--- Begin ---

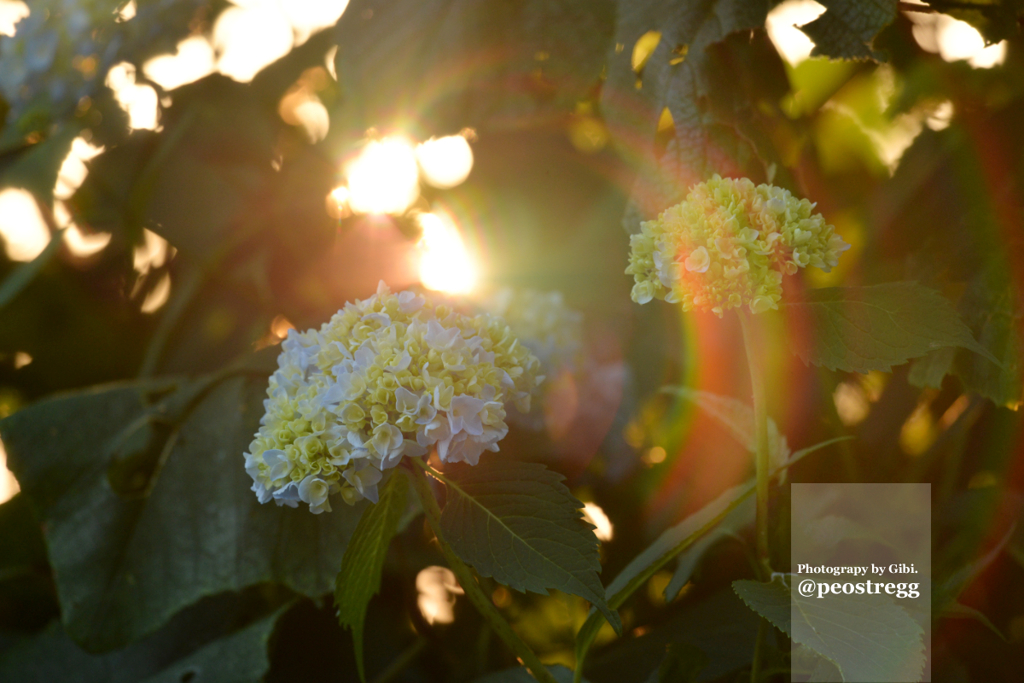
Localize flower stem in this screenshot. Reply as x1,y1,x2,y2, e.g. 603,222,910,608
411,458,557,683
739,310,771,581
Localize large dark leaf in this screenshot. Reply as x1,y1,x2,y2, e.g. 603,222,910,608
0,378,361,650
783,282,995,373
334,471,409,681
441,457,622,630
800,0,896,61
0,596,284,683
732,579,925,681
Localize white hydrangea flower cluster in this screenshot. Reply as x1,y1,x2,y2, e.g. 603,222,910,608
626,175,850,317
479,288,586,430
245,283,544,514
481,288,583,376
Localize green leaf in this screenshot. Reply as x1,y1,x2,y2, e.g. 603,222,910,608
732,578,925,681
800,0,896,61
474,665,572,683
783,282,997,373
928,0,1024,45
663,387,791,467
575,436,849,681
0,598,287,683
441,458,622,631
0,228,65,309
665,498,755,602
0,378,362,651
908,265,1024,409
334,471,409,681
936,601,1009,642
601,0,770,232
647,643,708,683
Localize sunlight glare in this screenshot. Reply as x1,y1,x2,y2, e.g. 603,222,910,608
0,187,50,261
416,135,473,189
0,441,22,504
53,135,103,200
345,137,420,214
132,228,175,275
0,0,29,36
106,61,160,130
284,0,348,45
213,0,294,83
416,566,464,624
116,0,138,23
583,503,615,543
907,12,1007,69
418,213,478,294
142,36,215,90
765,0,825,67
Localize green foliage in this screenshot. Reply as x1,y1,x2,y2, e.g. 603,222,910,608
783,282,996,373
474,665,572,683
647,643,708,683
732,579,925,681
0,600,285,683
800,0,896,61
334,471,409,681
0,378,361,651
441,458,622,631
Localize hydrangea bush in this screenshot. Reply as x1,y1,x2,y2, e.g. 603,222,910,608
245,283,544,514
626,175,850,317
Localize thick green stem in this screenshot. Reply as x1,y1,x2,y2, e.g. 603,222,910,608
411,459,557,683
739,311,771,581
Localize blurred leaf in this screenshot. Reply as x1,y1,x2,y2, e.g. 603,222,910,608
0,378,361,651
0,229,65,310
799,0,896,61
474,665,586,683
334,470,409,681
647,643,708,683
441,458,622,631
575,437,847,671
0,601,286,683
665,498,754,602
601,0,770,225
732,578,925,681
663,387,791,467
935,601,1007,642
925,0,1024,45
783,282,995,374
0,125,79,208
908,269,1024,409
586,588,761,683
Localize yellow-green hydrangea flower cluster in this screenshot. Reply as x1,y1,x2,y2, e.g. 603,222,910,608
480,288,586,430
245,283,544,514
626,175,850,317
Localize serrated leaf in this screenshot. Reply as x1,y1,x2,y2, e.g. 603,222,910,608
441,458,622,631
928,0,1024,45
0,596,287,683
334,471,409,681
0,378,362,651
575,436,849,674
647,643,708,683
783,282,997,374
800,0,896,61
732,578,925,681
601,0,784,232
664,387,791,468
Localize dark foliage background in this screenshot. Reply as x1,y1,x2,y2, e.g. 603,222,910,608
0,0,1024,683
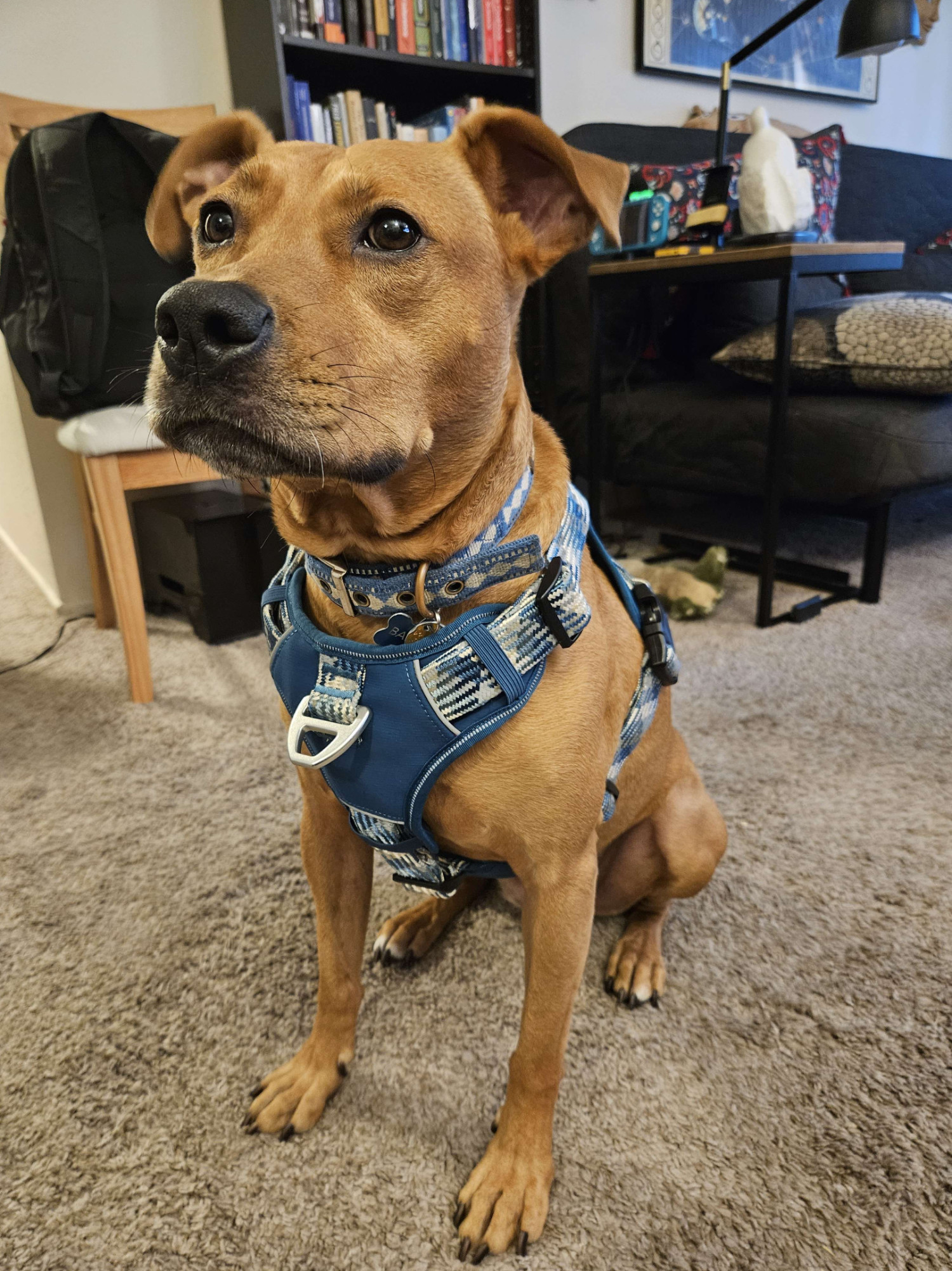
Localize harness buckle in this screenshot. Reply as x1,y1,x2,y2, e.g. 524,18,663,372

--- End ---

WHAT TO PRODUCE
Rewrite all the items above as a Markdown table with the columns Row and Text, giving each nonblank line its own numbered row. Leave the pictures out.

TASK RESPONSE
| Row | Text |
|---|---|
| 1 | Localize flower stem in this screenshot. Reply as x1,y1,x2,y2, e.g. 603,222,910,608 |
| 2 | 411,458,557,683 |
| 3 | 739,310,771,581 |
| 4 | Localize large dark leaf in this screenshot. Reply as x1,y1,x2,y2, e.g. 603,222,910,608 |
| 5 | 0,378,361,650 |
| 6 | 783,282,995,373 |
| 7 | 334,471,409,681 |
| 8 | 441,457,622,630 |
| 9 | 800,0,896,61 |
| 10 | 0,596,284,683 |
| 11 | 732,579,925,681 |
| 12 | Localize white hydrangea flower cluster in this screenshot. Reply as x1,y1,x2,y2, e.g. 603,222,910,608 |
| 13 | 626,175,850,317 |
| 14 | 479,288,586,430 |
| 15 | 245,283,544,514 |
| 16 | 481,288,583,376 |
| 17 | Localize green leaf in this screenshot. Reply as x1,y1,x2,y2, e.g. 603,222,910,608 |
| 18 | 732,578,925,681 |
| 19 | 800,0,896,61 |
| 20 | 474,665,572,683 |
| 21 | 783,282,997,373 |
| 22 | 928,0,1024,45 |
| 23 | 663,387,791,467 |
| 24 | 575,436,849,681 |
| 25 | 0,598,287,683 |
| 26 | 441,458,622,631 |
| 27 | 0,228,65,309 |
| 28 | 665,498,755,602 |
| 29 | 0,378,362,651 |
| 30 | 908,265,1024,409 |
| 31 | 334,471,409,681 |
| 32 | 936,601,1009,642 |
| 33 | 601,0,770,232 |
| 34 | 647,643,708,683 |
| 35 | Localize sunlight glare in this screenshot. Reply as x1,y1,x2,y2, e.g. 603,222,910,608 |
| 36 | 0,187,50,261 |
| 37 | 416,135,473,189 |
| 38 | 0,441,22,504 |
| 39 | 53,135,103,200 |
| 40 | 345,137,420,214 |
| 41 | 132,228,175,275 |
| 42 | 0,0,29,36 |
| 43 | 106,61,160,130 |
| 44 | 284,0,348,45 |
| 45 | 213,0,294,83 |
| 46 | 416,566,464,624 |
| 47 | 116,0,138,23 |
| 48 | 583,503,615,543 |
| 49 | 907,12,1007,69 |
| 50 | 418,213,478,294 |
| 51 | 142,36,215,90 |
| 52 | 765,0,825,67 |
| 53 | Localize green foliage in this screenshot. Reply as x1,y1,x2,y2, e.g. 603,222,910,608 |
| 54 | 783,282,996,373 |
| 55 | 474,665,572,683 |
| 56 | 647,643,708,683 |
| 57 | 732,579,925,681 |
| 58 | 0,600,285,683 |
| 59 | 800,0,896,61 |
| 60 | 334,471,409,681 |
| 61 | 0,378,361,651 |
| 62 | 441,458,622,631 |
| 63 | Localize hydrangea bush in this screenshot. Reply as x1,y1,x2,y2, e.g. 603,222,910,608 |
| 64 | 245,283,544,514 |
| 65 | 626,175,850,317 |
| 66 | Localize thick green stem in this screenshot. Reply as x1,y1,x2,y2, e.g. 603,222,910,608 |
| 67 | 411,459,557,683 |
| 68 | 739,311,771,581 |
| 69 | Localize blurred leaf in this screenshot. Reply as x1,y1,x2,y2, e.g. 603,222,910,608 |
| 70 | 0,378,361,651 |
| 71 | 0,229,65,310 |
| 72 | 799,0,896,61 |
| 73 | 474,665,586,683 |
| 74 | 334,470,409,681 |
| 75 | 647,643,708,683 |
| 76 | 441,458,622,631 |
| 77 | 575,437,847,671 |
| 78 | 0,601,286,683 |
| 79 | 665,498,754,602 |
| 80 | 601,0,770,225 |
| 81 | 732,578,925,681 |
| 82 | 663,387,791,467 |
| 83 | 935,601,1007,642 |
| 84 | 925,0,1024,45 |
| 85 | 783,282,995,374 |
| 86 | 0,125,79,208 |
| 87 | 908,269,1024,409 |
| 88 | 586,588,761,683 |
| 89 | Localize yellow-green hydrangea flower cluster in this screenshot. Reply as x1,y1,x2,y2, e.g. 603,222,910,608 |
| 90 | 480,288,586,430 |
| 91 | 245,283,544,514 |
| 92 | 626,175,850,317 |
| 93 | Localize serrated leaf in this screenshot. Reply as x1,y1,x2,y2, e.g. 603,222,910,608 |
| 94 | 441,458,622,631 |
| 95 | 928,0,1024,45 |
| 96 | 0,596,287,683 |
| 97 | 334,471,409,681 |
| 98 | 0,378,362,651 |
| 99 | 575,436,849,674 |
| 100 | 647,643,708,683 |
| 101 | 783,282,997,374 |
| 102 | 800,0,896,61 |
| 103 | 732,578,925,681 |
| 104 | 601,0,784,232 |
| 105 | 664,387,791,468 |
| 106 | Localize dark foliage background in this screenshot. Reply as x1,y1,x2,y2, e.g. 603,222,910,608 |
| 107 | 0,0,1024,683 |
| 108 | Localize harness buckle in this screenshot. Reply as x1,y1,x2,y2, e.g. 524,18,663,372 |